Copy out the records below verbatim from the line containing "form [(278, 73)]." through the end of the records, both ends included.

------------------------------------

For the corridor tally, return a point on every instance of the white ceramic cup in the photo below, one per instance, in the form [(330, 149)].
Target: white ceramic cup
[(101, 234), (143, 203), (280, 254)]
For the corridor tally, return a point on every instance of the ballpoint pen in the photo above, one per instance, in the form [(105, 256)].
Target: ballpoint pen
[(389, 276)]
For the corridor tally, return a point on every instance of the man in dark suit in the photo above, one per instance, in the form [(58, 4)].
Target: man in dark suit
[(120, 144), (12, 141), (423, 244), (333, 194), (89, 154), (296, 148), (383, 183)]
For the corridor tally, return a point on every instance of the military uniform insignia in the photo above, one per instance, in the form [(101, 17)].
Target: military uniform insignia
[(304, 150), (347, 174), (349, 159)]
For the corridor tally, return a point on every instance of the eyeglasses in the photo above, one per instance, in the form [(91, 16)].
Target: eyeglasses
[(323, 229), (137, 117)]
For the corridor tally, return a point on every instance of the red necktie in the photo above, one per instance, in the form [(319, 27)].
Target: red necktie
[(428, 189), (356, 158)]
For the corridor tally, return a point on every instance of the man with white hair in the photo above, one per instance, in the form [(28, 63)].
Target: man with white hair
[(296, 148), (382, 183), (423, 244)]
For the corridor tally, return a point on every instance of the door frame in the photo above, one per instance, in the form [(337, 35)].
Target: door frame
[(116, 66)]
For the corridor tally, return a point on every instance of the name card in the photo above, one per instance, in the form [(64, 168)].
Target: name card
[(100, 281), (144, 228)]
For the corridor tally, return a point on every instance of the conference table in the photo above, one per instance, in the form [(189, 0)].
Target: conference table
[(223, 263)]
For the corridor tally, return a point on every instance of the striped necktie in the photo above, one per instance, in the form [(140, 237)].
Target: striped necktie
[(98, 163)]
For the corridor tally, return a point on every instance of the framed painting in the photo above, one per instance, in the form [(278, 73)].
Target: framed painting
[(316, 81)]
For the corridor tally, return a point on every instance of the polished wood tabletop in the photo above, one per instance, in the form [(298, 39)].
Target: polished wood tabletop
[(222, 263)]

------------------------------------

Task answer:
For the corridor tally, return a point on every instance of the framed painting in the photo above, one per instance, in the form [(278, 73)].
Target: framed painting
[(316, 81)]
For the corridor tally, return a point on every instance of the polished wood tabletop in the photo above, one per instance, in the form [(298, 39)].
Target: polished wood tabletop
[(222, 263)]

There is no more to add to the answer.